Адекватное понимание характера позднеиндустриального капитализма XX века является одним из условий успеха возможной российской модернизации. Ведь Россия нуждается именно в позднеиндустриальной модернизации, хотя для стран Запада в целом, а также Японии и азиатских промышленных «тигров» первого поколения (Гонконг, Корея, провинция Тайвань, Сингапур) это уже пройденный этап. В частности, России необходимо новое издание «революции управляющих», существенно улучшенное и исправленное по сравнению с его первым, советско-большевистским, вариантом и ограничивающее роль торговли и финансовой сферы.


2. Исторические эшелоны модернизации: чей опыт интересен для России?

С точки зрения процесса модернизации всю мировую систему капитализма можно подразделить на три исторических эшелона.7 Страны Западной Европы и Северная Америка (США и Канада), а также Австралия и Новая Зеландия составили его первый эшелон, от которого импульсы модернизации распространились по всему миру. В этих странах модернизация была органичной, или – в терминах теории модернизации – эндогенной. Она имела внутренние предпосылки и проистекала из всего предшествующего развития общества в этих странах, а темпы и размах преобразований в разных сферах общественной жизни – в экономике, политике, культуре, общественных отношениях, социальной структуре и т.д. – в общем и целом соответствовали друг другу. Таким образом, каждая модернизация в странах первого эшелона капитализма представляла собой «перерыв постепенности» (Г.В.Ф. Гегель)8, своего рода революцию, подготовленную ходом эволюции. Можно даже сказать, что в этих странах движение по пути модернизации было постоянным, хотя скорость этого движения, естественно, была неодинаковой на разных отрезках времени, а сами перемены иногда сопровождались острыми социальными конфликтами и даже гражданскими войнами, как, например, война между Севером и Югом в США в 1861-65 гг.

ЗАДАНИЯ К УПРАЖНЕНИЮ:
1) Перепишите без изменений фрагмент текста о модернизации от «Адекватное понимание характера» до «и финансовой сферы.».
2) Ответьте на вопросы по тексту о модернизации:
(a) Какие страны названы азиатскими промышленными «тиграми» первого поколения?
(b) На сколько исторических эшелонов подразделяется мировая система капитализма?
(c) Какая гражданская война приведена в качестве примера острого социального конфликта?
Приведенные далее материалы никак не связаны с текстом о модернизации.

ВЫДЕРЖКИ ИЗ МАТЕРИАЛОВ:

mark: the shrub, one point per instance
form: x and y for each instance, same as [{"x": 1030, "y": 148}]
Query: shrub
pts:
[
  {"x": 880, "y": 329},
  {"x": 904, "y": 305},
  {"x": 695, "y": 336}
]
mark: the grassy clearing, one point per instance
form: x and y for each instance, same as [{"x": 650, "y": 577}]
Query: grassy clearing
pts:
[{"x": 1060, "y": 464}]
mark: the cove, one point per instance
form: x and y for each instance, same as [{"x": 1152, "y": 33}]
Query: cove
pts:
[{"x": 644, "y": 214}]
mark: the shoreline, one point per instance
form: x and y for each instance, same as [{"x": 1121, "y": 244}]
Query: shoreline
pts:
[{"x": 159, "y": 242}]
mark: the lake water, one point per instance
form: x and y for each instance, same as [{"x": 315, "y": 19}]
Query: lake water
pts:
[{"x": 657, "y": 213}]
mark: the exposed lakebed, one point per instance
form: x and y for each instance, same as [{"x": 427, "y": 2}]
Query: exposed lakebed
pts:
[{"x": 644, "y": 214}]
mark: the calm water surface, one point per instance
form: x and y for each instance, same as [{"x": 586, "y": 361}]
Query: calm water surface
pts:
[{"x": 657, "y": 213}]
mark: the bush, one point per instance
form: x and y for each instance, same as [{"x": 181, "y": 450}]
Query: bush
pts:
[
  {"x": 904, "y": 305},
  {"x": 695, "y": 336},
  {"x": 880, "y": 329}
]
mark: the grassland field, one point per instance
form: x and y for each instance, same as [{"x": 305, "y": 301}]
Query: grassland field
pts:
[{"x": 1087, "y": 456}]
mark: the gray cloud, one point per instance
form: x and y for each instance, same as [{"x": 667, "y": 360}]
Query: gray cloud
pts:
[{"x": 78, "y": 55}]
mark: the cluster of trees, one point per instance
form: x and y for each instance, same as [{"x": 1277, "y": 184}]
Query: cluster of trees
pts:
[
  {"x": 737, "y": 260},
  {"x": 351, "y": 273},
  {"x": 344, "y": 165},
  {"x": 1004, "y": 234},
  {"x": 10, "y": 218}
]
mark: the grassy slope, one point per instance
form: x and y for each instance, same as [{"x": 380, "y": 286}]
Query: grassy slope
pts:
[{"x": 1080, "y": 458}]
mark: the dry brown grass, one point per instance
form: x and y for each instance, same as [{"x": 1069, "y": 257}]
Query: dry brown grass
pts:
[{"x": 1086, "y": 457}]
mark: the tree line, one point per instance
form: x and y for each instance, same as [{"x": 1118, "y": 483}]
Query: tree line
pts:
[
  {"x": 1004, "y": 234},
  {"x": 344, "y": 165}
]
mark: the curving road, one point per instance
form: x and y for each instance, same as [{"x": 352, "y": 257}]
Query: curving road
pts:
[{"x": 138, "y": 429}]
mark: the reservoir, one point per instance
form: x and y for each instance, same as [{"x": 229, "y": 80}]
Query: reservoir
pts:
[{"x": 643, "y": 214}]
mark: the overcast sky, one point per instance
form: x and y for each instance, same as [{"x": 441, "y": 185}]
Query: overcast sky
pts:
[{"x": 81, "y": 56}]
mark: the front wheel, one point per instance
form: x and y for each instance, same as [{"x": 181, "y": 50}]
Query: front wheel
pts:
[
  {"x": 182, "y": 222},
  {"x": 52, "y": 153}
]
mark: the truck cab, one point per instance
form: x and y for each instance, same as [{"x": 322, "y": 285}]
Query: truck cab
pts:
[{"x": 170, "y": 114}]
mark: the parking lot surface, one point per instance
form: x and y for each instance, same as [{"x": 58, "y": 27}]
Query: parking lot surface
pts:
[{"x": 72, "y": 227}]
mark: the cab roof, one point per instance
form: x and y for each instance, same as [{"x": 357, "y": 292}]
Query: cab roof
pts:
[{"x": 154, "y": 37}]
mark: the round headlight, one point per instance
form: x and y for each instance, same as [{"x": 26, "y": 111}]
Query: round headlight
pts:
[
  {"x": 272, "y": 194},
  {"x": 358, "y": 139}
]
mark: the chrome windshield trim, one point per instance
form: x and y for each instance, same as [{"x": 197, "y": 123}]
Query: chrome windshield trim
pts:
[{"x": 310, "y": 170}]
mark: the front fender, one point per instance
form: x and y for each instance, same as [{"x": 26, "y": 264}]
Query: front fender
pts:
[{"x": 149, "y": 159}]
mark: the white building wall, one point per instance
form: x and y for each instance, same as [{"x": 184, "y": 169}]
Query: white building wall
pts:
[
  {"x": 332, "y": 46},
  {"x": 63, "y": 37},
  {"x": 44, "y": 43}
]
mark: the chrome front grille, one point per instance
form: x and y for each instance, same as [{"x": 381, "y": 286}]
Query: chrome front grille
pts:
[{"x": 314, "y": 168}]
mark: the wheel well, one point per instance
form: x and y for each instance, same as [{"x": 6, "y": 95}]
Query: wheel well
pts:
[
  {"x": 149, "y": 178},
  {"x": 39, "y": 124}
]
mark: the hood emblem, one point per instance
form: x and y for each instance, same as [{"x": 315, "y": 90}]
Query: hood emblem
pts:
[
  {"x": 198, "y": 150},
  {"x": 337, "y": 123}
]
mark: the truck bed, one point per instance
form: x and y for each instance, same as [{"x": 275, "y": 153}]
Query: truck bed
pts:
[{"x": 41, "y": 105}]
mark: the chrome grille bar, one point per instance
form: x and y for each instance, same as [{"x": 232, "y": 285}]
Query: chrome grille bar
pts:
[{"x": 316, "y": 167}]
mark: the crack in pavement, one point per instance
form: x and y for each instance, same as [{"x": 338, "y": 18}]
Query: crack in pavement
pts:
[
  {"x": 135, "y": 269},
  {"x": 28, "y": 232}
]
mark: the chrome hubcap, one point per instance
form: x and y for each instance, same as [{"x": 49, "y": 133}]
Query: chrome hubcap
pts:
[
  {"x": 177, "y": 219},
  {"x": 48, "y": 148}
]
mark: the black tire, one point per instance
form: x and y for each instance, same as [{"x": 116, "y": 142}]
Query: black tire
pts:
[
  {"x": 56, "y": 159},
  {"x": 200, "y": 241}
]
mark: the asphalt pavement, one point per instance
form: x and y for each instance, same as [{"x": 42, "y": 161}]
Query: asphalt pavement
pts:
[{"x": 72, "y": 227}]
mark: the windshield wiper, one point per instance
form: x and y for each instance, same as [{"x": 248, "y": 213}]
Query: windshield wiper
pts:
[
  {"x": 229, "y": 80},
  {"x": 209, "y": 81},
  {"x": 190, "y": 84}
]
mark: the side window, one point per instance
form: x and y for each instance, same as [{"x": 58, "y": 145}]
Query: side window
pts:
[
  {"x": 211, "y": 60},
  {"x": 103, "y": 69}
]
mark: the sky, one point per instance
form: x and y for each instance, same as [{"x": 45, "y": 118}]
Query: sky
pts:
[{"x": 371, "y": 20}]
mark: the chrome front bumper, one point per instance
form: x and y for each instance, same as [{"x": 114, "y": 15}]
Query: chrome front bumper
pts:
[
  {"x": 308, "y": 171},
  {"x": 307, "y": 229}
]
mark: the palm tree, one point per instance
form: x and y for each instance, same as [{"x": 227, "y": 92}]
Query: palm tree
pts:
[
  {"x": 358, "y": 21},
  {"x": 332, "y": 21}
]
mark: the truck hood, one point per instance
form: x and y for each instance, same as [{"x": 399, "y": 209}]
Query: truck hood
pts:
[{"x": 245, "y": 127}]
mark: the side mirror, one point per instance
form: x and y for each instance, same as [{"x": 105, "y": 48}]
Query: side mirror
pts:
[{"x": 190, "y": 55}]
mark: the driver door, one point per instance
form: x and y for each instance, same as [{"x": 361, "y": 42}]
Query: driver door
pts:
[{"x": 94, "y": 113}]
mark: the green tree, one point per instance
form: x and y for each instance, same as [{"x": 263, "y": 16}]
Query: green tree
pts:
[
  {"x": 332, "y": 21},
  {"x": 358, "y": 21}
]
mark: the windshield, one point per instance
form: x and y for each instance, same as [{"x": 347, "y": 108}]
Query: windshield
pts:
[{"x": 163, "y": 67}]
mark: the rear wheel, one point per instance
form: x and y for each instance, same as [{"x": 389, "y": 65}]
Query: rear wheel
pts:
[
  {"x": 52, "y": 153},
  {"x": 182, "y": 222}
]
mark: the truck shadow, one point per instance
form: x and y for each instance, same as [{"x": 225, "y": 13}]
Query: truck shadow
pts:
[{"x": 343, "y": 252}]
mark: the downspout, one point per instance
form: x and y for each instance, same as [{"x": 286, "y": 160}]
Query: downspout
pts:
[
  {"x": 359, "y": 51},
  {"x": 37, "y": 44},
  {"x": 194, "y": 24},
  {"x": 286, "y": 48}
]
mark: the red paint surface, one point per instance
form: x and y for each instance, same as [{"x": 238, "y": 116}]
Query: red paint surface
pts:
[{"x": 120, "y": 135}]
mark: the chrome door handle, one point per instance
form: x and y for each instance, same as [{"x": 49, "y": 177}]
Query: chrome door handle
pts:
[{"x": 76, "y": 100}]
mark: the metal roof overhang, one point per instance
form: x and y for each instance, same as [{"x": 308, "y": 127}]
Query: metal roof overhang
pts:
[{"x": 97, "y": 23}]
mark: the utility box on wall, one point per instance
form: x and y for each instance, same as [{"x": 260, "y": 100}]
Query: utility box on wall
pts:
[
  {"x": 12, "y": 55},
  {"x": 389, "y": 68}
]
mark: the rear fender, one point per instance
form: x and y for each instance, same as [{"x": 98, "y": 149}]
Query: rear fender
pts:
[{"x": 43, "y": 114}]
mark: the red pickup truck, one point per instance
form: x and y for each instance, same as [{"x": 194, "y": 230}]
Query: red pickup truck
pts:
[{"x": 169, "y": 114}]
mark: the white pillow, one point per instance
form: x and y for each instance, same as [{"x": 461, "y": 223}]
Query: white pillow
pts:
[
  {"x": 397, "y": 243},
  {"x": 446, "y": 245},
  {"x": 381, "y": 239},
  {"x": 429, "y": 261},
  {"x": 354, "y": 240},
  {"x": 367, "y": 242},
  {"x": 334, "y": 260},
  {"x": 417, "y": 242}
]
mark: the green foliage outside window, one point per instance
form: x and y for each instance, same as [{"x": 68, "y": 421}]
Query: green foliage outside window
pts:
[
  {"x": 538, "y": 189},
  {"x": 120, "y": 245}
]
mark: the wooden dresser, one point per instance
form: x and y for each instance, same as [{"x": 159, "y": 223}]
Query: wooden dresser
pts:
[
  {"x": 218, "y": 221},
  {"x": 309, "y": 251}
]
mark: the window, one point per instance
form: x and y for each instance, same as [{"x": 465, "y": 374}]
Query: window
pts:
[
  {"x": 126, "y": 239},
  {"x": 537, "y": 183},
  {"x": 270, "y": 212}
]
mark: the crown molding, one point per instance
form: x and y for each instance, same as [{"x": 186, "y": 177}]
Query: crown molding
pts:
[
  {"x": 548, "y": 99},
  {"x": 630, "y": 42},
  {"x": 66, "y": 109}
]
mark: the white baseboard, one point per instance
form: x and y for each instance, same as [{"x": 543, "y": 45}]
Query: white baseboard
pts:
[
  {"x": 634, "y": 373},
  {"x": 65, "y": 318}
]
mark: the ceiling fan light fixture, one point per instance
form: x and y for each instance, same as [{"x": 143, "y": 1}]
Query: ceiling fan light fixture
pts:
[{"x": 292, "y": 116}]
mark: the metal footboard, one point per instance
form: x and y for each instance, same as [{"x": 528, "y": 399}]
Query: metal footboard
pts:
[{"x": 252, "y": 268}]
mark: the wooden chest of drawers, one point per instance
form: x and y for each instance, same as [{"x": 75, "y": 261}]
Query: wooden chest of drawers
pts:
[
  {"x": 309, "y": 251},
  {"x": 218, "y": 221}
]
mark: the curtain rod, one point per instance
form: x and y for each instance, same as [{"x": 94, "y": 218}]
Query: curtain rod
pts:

ОТВЕТЫ ПО ЗАДАНИЯМ:
1)
Адекватное понимание характера позднеиндустриального капитализма XX века является одним из условий успеха возможной российской модернизации. Ведь Россия нуждается именно в позднеиндустриальной модернизации, хотя для стран Запада в целом, а также Японии и азиатских промышленных «тигров» первого поколения (Гонконг, Корея, провинция Тайвань, Сингапур) это уже пройденный этап. В частности, России необходимо новое издание «революции управляющих», существенно улучшенное и исправленное по сравнению с его первым, советско-большевистским, вариантом и ограничивающее роль торговли и финансовой сферы.

2)
(a) Гонконг, Корея, провинция Тайвань, Сингапур.
(b) На три.
(c) Война между Севером и Югом в США в 1861-65 гг.